> _WHAT TO WORK ON_: Render the lines from the very first one through the line containing "[(191, 582)]" as a Markdown table with the columns No. and Line, numbering each row and omitting blank lines.

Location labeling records
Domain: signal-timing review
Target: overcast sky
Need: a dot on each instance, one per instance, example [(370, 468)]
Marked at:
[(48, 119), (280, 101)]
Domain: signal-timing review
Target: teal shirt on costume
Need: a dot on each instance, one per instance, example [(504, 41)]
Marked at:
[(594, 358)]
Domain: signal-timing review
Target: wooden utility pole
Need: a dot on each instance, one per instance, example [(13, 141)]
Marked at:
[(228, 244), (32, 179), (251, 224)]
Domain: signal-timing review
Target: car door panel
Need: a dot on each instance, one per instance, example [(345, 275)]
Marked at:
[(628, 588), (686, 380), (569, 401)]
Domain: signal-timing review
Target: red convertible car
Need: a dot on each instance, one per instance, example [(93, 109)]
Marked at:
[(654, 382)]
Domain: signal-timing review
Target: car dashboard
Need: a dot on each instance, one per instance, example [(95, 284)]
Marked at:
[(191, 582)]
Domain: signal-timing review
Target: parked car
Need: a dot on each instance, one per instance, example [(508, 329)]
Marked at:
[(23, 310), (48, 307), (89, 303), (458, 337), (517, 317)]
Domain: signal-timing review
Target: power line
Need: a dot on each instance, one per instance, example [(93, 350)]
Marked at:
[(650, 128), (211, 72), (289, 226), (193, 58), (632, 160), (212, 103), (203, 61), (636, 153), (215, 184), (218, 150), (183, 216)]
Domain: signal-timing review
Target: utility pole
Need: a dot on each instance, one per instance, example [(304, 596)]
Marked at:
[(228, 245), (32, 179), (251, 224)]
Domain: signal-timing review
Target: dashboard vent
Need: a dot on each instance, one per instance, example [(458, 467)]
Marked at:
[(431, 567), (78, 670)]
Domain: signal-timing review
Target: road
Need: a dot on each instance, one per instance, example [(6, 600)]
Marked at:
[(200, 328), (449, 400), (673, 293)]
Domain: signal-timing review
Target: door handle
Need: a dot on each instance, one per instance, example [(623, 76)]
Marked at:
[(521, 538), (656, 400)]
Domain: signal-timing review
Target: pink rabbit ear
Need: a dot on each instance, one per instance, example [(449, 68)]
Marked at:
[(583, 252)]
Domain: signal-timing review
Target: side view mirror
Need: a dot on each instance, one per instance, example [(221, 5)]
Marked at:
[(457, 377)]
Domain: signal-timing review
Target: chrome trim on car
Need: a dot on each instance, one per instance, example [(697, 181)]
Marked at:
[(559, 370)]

> _PROBLEM SOLUTION_:
| No. | Line |
|---|---|
| 1 | Domain: signal-timing review |
| 2 | Target: overcast sky |
| 3 | Need: a dot on each instance, one per instance, example [(370, 468)] |
| 4 | Marked at: |
| 5 | [(48, 119), (280, 101)] |
| 6 | Domain: signal-timing review |
| 7 | Target: teal shirt on costume |
| 8 | Need: a dot on each instance, one per instance, example [(504, 41)] |
| 9 | Marked at: |
| 10 | [(594, 358)] |
| 11 | Domain: signal-timing review |
| 12 | Target: wooden utility pole |
| 13 | Need: a dot on each instance, one per instance, example [(13, 141)] |
| 14 | Marked at: |
| 15 | [(228, 244), (32, 179), (251, 224)] |
| 16 | Domain: signal-timing review |
| 17 | Target: car door panel |
| 18 | Need: a dot on each instance, one per instance, example [(345, 275)] |
| 19 | Marked at: |
| 20 | [(628, 588), (686, 380), (569, 401)] |
| 21 | Domain: signal-timing review |
| 22 | Target: red convertible car |
| 23 | Need: a dot on each instance, one per instance, example [(93, 109)] |
| 24 | Marked at: |
| 25 | [(654, 382)] |
| 26 | Domain: signal-timing review |
| 27 | Target: car dashboard |
| 28 | Need: a dot on each instance, one per instance, example [(95, 284)] |
| 29 | Marked at: |
| 30 | [(191, 582)] |